■ OBJETIVO 1 ■
No texto sobre as diásporas africanas no Brasil, apresentado abaixo, liste as atividades em que os primeiros africanos levados a Marajó foram usados como mão de obra escrava.

■ TEXTO CITADO ■

────────

Nos dois primeiros artigos desse dossiê, destacam-se o percurso de determinadas comunidades africanas na constituição de um sincretismo cultural brasileiro, percebidas pela interação afroindígena amazônica e também pelo candomblé baiano. No primeiro caso, é o título de Agenor Sarraf Pacheco, “Diásporas africanas e contatos afroindígenas na Amazônia marajoara”, cujo propósito é realçar as intersecções tecidas por índios e negros desde o período colonial na região da ilha de Marajó, no Estado do Pará. O autor apresenta vários questionamentos que o instigaram a pesquisar os traços étnicos das populações marajoaras, sobretudo, seus afrodescendentes. Nessa ótica, Pacheco estima que a chegada dos primeiros africanos aos campos e florestas marajoaras ocorreu por volta de 1644, trazidos pelos portugueses para servirem como mão de obra escrava na exploração de drogas do sertão, cultivo da cana de açúcar e da mandioca. Os latifúndios e aldeamentos jesuíticos que ali se estabeleceram contavam com negros e indígenas na execução do trabalho compulsório que, consequentemente, resultaram em resistências, fugas e práticas de solidariedade na constituição de mocambos e quilombos na região.

Já o artigo do pesquisador português João Ferreira Dias, “Candomblé é a África: esquecimento e utopia no candomblé jeje-nagô”, também destaca a interação brasileira com a diáspora africana, todavia, na conjuntura baiana da virada do século XIX para o século XX. O autor aponta que a narrativa do candomblé não se constitui pela linearidade ou por um ideal de continuidade resultante da recriação simples de costumes africanos transportados para o Brasil. Assim, a partir de povos iorubás e ewe-fon, transformados em escravos no período colonial, o autor destaca os rearranjos rituais desses grupos étnicos, muitas vezes representantes de reinos rivais africanos, e como engendraram uma nova realidade religiosa compartilhando com o catolicismo popular suas memórias, similitudes culturais e esquecimentos.

────────

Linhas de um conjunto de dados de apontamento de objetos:

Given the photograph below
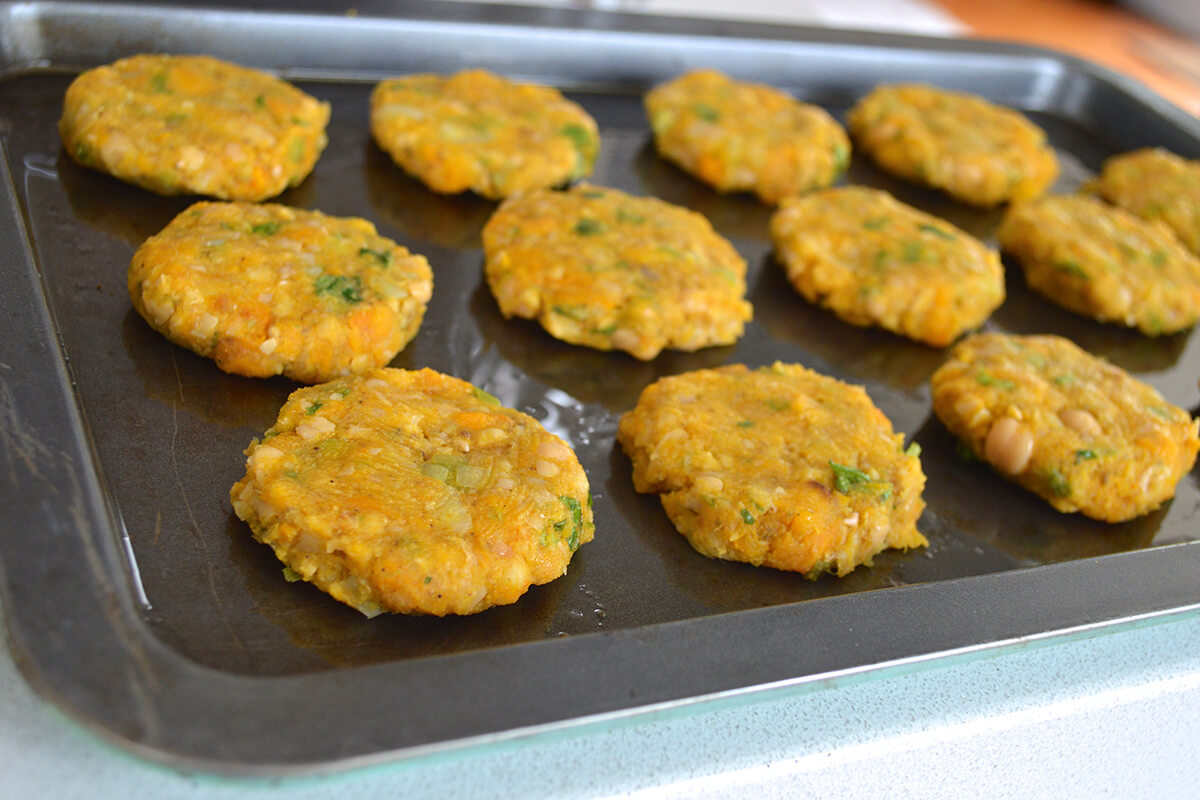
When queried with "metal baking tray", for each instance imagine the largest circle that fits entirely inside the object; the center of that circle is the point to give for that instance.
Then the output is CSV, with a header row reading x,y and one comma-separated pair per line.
x,y
139,603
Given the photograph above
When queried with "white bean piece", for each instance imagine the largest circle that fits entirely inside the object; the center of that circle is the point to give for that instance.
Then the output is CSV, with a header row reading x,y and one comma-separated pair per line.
x,y
1080,421
1009,445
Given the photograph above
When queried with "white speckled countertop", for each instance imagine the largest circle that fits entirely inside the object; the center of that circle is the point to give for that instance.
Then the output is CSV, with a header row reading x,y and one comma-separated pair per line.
x,y
1111,716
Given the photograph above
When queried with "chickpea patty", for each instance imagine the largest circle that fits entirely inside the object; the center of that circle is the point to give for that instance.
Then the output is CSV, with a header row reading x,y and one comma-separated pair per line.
x,y
741,137
1157,186
874,260
414,492
612,271
480,132
193,125
971,149
1077,431
269,289
1104,263
775,467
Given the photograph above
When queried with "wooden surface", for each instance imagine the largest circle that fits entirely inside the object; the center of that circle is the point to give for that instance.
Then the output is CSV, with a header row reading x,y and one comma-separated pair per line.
x,y
1101,31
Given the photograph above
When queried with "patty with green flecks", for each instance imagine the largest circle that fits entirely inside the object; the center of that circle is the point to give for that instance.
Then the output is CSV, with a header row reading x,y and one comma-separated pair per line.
x,y
1104,263
1077,431
874,260
268,289
481,132
775,467
193,125
741,137
961,144
1157,186
415,493
612,271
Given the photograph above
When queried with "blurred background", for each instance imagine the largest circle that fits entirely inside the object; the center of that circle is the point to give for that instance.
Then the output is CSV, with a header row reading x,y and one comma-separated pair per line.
x,y
1156,41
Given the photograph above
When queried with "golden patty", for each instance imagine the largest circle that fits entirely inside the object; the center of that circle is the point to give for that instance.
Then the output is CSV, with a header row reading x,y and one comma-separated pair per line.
x,y
742,137
1104,263
777,467
193,125
414,492
480,132
268,289
600,268
971,149
1157,186
874,260
1074,429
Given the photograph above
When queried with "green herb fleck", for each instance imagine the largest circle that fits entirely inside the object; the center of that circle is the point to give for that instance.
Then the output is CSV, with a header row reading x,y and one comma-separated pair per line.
x,y
491,400
987,379
576,510
588,227
706,112
339,286
1057,483
1073,268
382,256
936,232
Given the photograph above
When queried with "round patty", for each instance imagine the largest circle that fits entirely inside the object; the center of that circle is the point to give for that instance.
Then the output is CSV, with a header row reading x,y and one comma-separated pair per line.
x,y
971,149
775,467
609,270
874,260
269,289
414,492
1077,431
480,132
741,137
193,125
1104,263
1157,186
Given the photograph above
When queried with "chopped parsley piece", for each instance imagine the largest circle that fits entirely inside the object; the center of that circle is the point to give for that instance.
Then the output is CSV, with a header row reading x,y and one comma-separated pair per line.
x,y
339,286
382,256
588,227
1073,268
911,251
491,400
987,379
579,136
576,510
936,232
1057,483
706,112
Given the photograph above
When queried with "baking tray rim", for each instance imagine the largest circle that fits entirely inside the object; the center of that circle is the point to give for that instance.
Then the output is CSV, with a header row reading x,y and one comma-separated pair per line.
x,y
148,659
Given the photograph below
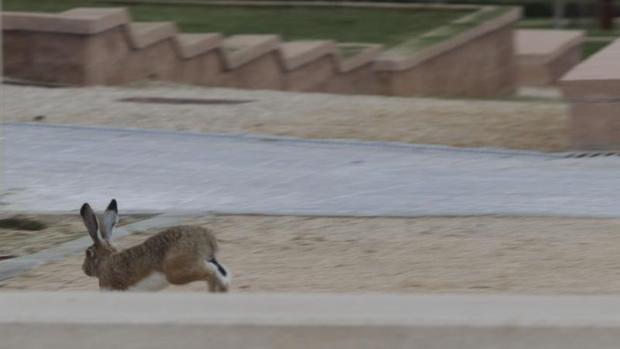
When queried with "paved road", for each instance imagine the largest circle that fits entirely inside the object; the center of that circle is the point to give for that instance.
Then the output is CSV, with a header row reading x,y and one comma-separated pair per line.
x,y
57,168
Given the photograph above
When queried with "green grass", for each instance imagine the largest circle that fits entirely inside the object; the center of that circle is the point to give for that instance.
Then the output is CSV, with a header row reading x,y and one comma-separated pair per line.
x,y
590,27
450,29
384,26
591,47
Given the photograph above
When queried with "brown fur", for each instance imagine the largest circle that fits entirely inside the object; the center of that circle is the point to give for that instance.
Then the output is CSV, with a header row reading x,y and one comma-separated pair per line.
x,y
178,252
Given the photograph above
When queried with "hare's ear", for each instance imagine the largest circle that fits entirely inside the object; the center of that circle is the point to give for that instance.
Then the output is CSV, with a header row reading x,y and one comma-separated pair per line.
x,y
90,221
110,218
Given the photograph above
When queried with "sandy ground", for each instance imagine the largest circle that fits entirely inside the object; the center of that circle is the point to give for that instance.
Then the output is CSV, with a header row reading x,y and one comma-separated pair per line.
x,y
524,255
59,229
519,124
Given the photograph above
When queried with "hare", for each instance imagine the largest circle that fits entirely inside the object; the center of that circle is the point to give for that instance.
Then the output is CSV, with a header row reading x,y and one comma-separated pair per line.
x,y
178,255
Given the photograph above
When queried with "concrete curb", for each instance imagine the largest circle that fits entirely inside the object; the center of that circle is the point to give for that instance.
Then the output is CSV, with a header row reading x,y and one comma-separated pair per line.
x,y
30,320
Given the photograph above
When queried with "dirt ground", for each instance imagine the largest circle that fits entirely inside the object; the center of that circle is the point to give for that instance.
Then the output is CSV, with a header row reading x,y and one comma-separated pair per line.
x,y
56,229
488,254
533,124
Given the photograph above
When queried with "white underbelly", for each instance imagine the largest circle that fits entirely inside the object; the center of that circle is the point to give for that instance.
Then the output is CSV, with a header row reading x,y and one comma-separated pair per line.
x,y
153,282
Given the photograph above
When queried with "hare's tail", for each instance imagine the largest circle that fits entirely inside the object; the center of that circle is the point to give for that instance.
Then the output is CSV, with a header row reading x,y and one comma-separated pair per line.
x,y
220,271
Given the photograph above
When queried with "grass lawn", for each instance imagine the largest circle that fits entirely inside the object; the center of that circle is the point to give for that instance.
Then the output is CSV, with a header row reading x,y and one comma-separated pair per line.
x,y
385,26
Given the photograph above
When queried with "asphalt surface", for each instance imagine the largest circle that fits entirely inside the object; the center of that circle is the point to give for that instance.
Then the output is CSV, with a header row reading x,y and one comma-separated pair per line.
x,y
57,168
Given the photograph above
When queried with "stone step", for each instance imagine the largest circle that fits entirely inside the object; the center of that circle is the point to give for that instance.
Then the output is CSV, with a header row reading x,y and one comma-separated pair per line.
x,y
298,53
81,21
192,45
355,55
143,34
241,49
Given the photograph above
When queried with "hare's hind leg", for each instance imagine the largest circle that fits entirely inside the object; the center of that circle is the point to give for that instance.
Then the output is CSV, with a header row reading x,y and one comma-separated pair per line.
x,y
181,270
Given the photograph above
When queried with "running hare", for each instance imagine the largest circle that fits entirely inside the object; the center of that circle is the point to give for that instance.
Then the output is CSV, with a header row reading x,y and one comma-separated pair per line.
x,y
177,256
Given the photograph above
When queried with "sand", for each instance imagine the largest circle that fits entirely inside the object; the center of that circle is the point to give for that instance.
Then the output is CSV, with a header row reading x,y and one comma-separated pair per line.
x,y
533,124
524,255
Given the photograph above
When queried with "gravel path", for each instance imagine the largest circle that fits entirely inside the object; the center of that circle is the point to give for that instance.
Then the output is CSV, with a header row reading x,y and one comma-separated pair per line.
x,y
465,123
57,168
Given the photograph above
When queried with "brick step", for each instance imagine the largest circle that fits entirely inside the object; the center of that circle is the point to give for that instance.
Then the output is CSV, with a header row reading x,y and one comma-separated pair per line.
x,y
241,49
143,34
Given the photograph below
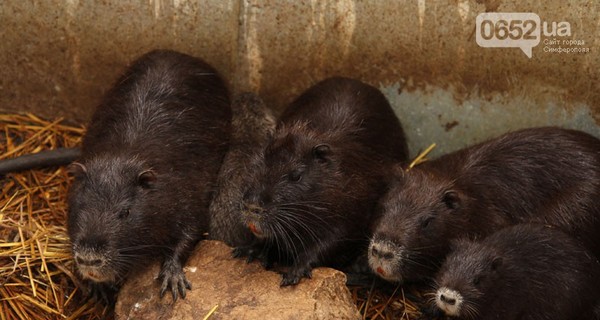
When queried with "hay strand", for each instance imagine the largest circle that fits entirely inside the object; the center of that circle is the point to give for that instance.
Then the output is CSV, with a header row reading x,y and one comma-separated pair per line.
x,y
36,281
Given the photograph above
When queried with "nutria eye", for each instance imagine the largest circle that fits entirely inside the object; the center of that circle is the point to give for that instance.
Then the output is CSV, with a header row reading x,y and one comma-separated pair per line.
x,y
123,213
295,176
425,223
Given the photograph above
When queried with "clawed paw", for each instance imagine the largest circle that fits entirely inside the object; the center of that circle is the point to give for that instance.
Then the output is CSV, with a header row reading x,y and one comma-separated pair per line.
x,y
173,279
102,292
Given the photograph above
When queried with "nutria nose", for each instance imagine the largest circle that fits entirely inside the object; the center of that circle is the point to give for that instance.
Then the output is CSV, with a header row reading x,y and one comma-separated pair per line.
x,y
381,253
449,301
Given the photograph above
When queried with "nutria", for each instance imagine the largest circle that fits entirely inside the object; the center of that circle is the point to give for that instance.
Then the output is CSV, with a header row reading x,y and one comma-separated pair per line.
x,y
547,174
252,125
521,272
149,163
313,189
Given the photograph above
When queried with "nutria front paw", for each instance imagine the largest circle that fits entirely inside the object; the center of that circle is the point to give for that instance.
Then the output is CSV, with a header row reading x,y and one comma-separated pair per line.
x,y
173,278
293,276
102,292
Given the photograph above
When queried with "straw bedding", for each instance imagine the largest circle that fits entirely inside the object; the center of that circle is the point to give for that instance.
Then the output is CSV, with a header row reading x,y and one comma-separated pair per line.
x,y
36,269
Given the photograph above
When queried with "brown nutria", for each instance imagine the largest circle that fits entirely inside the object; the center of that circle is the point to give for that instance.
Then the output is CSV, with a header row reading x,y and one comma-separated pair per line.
x,y
252,125
312,191
525,271
149,163
548,174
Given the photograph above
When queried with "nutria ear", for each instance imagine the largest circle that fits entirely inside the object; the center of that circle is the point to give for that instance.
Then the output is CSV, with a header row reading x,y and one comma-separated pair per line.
x,y
496,263
77,169
452,199
321,152
146,178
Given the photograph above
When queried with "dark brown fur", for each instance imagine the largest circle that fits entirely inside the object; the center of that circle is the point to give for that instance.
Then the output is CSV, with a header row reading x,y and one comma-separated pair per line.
x,y
521,272
549,175
313,189
252,126
149,162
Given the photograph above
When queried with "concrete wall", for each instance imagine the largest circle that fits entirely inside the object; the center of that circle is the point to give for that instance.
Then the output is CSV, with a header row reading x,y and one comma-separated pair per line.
x,y
59,56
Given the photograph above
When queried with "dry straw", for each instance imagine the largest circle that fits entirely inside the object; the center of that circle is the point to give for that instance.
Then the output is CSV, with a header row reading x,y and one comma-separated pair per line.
x,y
36,281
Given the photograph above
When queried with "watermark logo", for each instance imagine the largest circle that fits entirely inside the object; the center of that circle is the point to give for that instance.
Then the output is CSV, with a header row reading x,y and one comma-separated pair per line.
x,y
524,30
508,30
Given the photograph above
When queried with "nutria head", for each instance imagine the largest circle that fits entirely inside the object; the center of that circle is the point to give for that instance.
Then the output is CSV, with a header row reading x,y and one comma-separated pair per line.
x,y
419,213
108,222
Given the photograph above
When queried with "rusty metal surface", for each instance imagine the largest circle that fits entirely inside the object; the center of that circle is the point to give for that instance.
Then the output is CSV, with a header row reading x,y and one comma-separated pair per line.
x,y
59,56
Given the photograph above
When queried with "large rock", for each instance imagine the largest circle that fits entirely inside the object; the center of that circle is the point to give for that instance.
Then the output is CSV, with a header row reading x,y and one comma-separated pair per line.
x,y
240,290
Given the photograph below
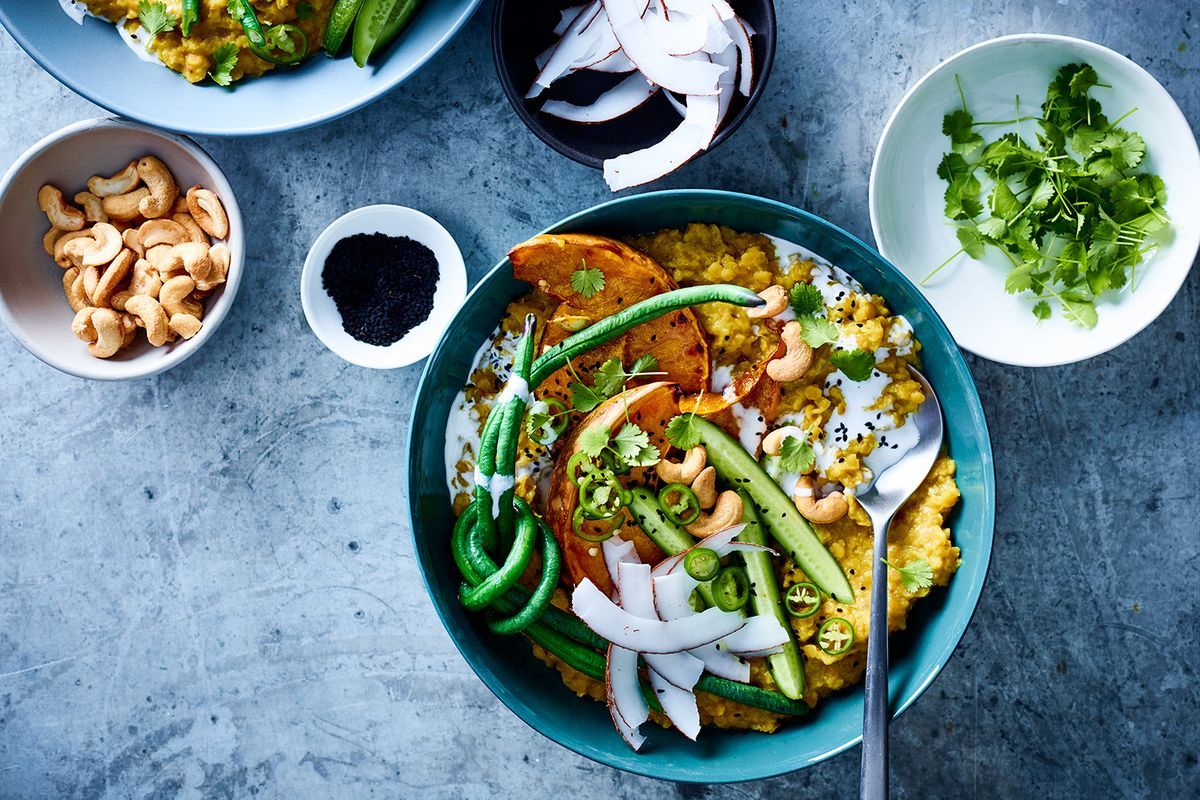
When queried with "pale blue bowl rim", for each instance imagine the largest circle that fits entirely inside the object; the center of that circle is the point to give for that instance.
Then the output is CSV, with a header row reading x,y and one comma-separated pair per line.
x,y
987,468
40,54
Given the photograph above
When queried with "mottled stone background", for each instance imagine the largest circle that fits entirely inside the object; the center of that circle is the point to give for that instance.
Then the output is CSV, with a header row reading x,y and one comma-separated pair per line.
x,y
207,587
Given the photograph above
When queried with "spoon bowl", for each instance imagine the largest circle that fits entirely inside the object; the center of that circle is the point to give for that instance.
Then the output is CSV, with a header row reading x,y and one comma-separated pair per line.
x,y
889,491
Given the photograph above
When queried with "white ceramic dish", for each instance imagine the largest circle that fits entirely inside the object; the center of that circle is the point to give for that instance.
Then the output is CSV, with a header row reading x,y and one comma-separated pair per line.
x,y
906,197
395,221
31,301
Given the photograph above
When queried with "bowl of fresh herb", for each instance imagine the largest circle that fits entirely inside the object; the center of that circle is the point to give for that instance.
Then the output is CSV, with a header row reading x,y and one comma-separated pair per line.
x,y
1044,193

────────

■ OBJETIVO 2 ■
Indique quantas linhas dos registros acima contêm a palavra "step", sem acrescentar mais nada.

■ RESPOSTA COMPLETA 1 ■
- Exploração de drogas do sertão
- Cultivo da cana de açúcar
- Cultivo da mandioca

■ RESPOSTA COMPLETA 2 ■
2